What you have to do
Pick out every line of the material below that contains the word "wing", and copy each of those lines.

Provided records
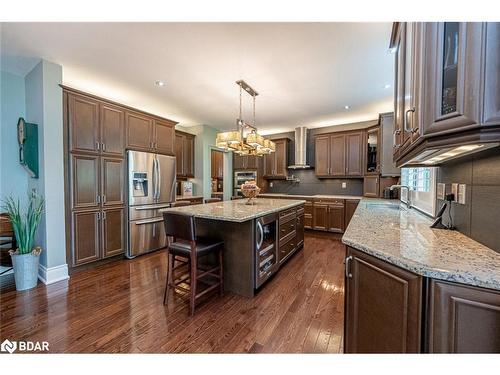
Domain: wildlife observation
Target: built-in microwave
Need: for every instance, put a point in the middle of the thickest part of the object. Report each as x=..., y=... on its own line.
x=266, y=248
x=240, y=177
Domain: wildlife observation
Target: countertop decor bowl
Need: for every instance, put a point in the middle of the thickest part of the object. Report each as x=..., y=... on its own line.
x=250, y=193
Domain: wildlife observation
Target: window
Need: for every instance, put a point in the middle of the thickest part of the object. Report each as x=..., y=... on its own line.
x=422, y=184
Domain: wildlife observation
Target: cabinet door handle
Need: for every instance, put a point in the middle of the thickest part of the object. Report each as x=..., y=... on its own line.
x=348, y=274
x=406, y=119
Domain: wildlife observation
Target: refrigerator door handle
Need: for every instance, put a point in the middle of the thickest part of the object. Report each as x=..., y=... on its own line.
x=154, y=179
x=158, y=179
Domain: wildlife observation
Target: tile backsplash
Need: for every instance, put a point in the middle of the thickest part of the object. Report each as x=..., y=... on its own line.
x=479, y=217
x=309, y=184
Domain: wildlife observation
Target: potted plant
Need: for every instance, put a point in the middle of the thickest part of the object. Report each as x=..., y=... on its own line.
x=26, y=258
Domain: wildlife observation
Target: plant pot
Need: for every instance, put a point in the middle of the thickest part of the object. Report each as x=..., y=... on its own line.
x=25, y=269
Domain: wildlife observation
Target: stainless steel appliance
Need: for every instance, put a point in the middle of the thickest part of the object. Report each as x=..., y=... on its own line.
x=240, y=177
x=266, y=248
x=151, y=186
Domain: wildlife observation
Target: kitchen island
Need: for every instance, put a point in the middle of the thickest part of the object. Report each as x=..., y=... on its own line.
x=258, y=238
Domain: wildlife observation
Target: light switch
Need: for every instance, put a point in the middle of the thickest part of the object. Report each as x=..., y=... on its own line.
x=461, y=193
x=441, y=191
x=454, y=191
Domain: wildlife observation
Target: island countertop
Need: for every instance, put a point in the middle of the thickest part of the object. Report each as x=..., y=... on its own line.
x=236, y=210
x=403, y=238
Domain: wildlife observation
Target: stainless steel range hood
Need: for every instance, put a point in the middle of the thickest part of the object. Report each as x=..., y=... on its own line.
x=300, y=149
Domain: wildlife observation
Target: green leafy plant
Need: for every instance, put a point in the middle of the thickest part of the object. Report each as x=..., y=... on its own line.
x=24, y=223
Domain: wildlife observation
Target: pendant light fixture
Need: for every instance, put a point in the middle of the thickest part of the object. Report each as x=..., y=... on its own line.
x=245, y=140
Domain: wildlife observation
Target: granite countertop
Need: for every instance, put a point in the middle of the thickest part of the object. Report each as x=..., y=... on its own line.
x=317, y=196
x=186, y=197
x=403, y=238
x=237, y=210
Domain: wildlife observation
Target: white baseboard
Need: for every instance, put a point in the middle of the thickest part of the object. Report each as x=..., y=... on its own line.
x=52, y=274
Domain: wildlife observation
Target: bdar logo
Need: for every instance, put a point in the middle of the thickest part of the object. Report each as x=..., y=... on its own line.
x=8, y=346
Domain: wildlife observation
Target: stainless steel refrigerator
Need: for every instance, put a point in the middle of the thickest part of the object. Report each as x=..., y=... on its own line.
x=151, y=187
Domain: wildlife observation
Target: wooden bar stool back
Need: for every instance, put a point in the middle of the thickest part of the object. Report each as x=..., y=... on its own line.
x=186, y=248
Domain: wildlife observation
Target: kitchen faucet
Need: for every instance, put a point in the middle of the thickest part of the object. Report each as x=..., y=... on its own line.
x=408, y=196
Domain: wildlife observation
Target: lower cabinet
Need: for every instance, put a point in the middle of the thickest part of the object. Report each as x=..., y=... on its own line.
x=385, y=312
x=463, y=319
x=383, y=305
x=97, y=235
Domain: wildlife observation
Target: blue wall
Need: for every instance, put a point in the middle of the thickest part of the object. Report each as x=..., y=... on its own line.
x=13, y=177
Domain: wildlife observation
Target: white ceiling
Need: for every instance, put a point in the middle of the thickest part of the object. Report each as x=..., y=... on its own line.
x=305, y=73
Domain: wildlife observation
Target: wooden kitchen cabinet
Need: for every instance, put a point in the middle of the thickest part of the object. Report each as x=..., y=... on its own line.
x=350, y=207
x=445, y=88
x=383, y=305
x=328, y=215
x=371, y=186
x=85, y=181
x=184, y=154
x=113, y=232
x=112, y=181
x=164, y=136
x=146, y=133
x=463, y=319
x=112, y=123
x=140, y=131
x=339, y=155
x=85, y=230
x=275, y=164
x=217, y=164
x=83, y=124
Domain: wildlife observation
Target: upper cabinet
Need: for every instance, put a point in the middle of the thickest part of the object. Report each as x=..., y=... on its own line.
x=446, y=87
x=145, y=133
x=339, y=154
x=184, y=153
x=275, y=164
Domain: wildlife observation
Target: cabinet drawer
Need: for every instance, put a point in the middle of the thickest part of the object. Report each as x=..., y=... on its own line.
x=286, y=228
x=287, y=215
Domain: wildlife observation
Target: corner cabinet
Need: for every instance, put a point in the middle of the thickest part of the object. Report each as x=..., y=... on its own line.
x=446, y=87
x=275, y=164
x=339, y=155
x=383, y=306
x=97, y=133
x=184, y=154
x=391, y=310
x=463, y=319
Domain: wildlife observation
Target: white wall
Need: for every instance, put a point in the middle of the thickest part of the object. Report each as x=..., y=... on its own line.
x=44, y=107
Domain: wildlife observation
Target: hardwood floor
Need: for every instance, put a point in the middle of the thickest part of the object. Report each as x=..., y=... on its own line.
x=118, y=308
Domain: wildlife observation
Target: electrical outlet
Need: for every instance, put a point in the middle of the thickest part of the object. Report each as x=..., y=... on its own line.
x=440, y=191
x=454, y=191
x=461, y=193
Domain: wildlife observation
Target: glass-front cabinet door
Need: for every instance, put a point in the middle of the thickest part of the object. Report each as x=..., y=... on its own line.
x=452, y=74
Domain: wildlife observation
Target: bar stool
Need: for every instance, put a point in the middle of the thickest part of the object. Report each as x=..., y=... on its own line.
x=213, y=200
x=180, y=229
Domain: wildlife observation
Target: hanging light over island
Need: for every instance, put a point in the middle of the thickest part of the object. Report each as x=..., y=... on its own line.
x=245, y=140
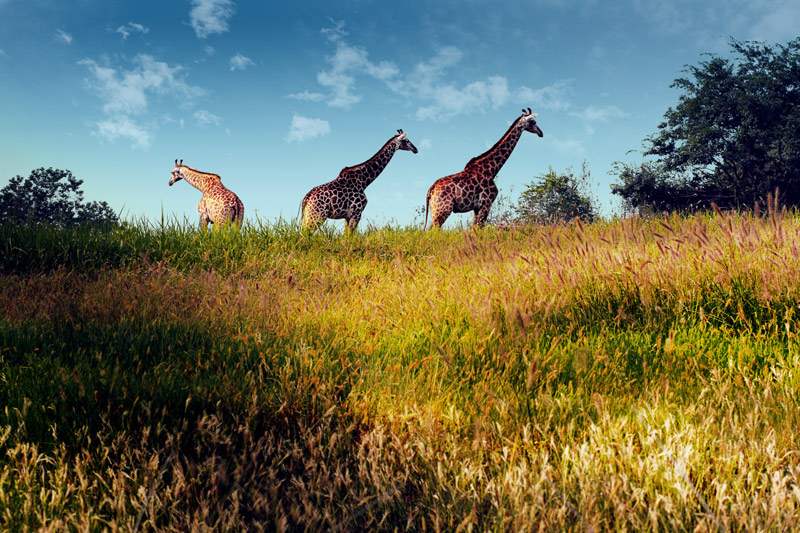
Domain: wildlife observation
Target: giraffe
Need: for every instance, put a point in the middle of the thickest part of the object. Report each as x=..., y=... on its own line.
x=218, y=204
x=344, y=196
x=473, y=189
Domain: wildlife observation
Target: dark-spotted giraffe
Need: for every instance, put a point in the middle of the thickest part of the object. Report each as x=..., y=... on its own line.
x=218, y=204
x=344, y=197
x=473, y=189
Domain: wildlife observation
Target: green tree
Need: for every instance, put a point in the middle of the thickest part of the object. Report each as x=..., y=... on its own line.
x=557, y=197
x=734, y=136
x=51, y=196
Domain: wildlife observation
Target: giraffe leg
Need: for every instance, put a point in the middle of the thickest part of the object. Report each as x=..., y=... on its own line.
x=352, y=222
x=481, y=214
x=439, y=218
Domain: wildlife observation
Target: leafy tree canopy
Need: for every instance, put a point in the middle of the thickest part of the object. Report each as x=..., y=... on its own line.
x=556, y=197
x=733, y=137
x=51, y=196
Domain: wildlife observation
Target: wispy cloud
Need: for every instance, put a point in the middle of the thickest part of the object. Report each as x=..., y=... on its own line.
x=206, y=118
x=240, y=62
x=427, y=84
x=124, y=127
x=63, y=37
x=553, y=97
x=125, y=95
x=592, y=115
x=209, y=17
x=307, y=96
x=347, y=62
x=447, y=101
x=132, y=27
x=305, y=128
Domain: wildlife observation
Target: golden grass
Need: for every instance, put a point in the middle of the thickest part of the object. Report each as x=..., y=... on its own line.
x=625, y=375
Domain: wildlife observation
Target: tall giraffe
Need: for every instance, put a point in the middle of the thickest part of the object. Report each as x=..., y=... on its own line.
x=218, y=204
x=344, y=196
x=473, y=189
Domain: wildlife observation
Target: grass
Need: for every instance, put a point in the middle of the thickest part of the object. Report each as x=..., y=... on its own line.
x=624, y=375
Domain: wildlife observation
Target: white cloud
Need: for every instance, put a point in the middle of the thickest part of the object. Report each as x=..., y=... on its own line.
x=304, y=128
x=594, y=114
x=449, y=101
x=206, y=118
x=63, y=37
x=209, y=17
x=131, y=27
x=347, y=62
x=426, y=84
x=122, y=126
x=553, y=97
x=240, y=62
x=125, y=94
x=306, y=96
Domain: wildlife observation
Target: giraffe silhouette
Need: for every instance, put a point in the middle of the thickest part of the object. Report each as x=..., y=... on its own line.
x=344, y=197
x=474, y=189
x=218, y=204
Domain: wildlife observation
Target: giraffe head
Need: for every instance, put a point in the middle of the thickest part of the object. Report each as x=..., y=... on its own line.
x=528, y=121
x=403, y=143
x=177, y=172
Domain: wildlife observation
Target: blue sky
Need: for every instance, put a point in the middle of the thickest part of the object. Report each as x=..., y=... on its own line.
x=277, y=97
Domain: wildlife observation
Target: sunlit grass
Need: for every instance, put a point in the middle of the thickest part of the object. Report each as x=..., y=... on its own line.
x=633, y=374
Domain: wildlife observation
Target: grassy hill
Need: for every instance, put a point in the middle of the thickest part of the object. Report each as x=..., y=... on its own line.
x=634, y=374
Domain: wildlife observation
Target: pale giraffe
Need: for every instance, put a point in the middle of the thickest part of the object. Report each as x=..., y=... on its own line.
x=344, y=197
x=218, y=205
x=474, y=189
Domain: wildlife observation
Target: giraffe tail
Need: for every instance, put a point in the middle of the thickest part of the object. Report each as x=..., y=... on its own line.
x=427, y=202
x=238, y=212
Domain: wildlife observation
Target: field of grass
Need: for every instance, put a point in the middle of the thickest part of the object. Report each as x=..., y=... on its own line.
x=625, y=375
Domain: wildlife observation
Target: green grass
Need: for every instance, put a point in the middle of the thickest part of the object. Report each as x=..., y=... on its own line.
x=632, y=374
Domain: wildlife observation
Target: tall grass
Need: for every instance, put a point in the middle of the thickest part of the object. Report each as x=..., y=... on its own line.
x=633, y=374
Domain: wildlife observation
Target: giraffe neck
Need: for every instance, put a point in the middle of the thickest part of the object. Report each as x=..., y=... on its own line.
x=488, y=164
x=201, y=181
x=366, y=172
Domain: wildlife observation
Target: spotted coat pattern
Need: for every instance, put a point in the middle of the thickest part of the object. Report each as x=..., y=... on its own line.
x=218, y=205
x=473, y=189
x=344, y=197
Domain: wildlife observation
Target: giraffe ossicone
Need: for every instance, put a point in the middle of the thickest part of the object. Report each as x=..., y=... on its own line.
x=344, y=197
x=473, y=189
x=219, y=205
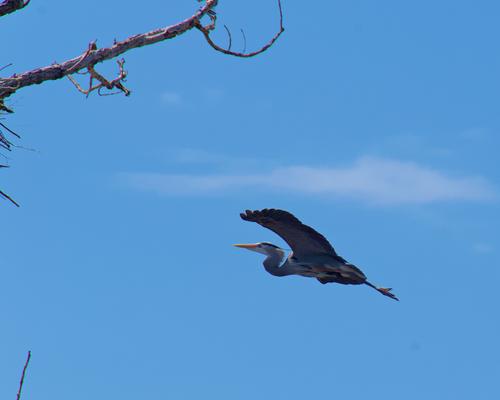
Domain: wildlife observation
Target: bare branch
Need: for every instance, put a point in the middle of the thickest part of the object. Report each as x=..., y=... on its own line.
x=9, y=6
x=210, y=27
x=22, y=376
x=93, y=56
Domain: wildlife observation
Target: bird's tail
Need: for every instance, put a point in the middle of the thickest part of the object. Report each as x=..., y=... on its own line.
x=385, y=291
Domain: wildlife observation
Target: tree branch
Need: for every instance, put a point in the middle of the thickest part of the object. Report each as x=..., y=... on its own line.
x=208, y=28
x=9, y=6
x=22, y=376
x=93, y=56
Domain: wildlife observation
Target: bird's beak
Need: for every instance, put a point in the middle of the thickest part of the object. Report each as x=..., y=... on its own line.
x=246, y=246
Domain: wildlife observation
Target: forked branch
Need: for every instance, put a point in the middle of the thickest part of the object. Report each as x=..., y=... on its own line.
x=210, y=27
x=87, y=61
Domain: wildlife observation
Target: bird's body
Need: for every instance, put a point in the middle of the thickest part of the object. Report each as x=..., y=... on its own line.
x=312, y=255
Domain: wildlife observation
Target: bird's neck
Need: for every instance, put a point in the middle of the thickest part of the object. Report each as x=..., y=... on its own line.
x=273, y=262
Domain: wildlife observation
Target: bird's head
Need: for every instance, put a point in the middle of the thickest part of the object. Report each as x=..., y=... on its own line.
x=262, y=247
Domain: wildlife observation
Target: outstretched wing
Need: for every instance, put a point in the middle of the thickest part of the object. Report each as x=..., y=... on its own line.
x=302, y=239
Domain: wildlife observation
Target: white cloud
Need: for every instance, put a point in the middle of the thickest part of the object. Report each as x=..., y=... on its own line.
x=171, y=98
x=371, y=180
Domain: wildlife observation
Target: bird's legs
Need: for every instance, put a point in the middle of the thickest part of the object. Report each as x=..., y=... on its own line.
x=385, y=291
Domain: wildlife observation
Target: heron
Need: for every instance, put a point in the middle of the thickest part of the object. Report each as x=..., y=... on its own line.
x=311, y=254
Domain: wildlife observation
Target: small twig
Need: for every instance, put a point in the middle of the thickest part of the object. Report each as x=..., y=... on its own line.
x=208, y=28
x=244, y=41
x=22, y=376
x=5, y=66
x=104, y=83
x=229, y=36
x=9, y=6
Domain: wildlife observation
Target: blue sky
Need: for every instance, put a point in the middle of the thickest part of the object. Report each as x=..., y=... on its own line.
x=374, y=122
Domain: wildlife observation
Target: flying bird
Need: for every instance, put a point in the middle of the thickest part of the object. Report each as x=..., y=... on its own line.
x=312, y=255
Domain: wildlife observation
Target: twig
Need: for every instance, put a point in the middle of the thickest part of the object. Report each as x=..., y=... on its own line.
x=9, y=6
x=91, y=57
x=22, y=376
x=210, y=27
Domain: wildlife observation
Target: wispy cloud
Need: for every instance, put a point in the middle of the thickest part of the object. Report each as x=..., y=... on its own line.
x=371, y=180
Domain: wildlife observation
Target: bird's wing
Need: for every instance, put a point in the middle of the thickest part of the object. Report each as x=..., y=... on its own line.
x=302, y=239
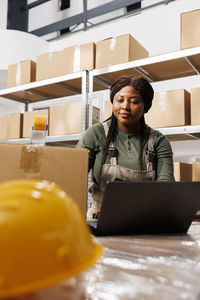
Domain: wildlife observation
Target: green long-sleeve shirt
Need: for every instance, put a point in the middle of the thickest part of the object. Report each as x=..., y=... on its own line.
x=127, y=146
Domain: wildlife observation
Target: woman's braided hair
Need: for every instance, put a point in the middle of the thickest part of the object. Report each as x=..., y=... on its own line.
x=145, y=90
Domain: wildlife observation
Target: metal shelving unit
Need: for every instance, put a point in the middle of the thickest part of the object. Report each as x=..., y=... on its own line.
x=52, y=89
x=158, y=68
x=172, y=65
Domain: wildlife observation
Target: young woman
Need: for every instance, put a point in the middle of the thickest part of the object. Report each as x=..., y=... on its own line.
x=123, y=147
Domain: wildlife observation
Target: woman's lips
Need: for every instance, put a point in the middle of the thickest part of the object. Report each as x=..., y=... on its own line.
x=124, y=115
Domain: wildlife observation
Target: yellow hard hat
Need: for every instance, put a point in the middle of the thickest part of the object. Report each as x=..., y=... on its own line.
x=44, y=238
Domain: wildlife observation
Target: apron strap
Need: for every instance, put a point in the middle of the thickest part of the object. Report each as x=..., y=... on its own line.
x=113, y=159
x=149, y=155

Result
Target: outstretched wing
Target: bird's wing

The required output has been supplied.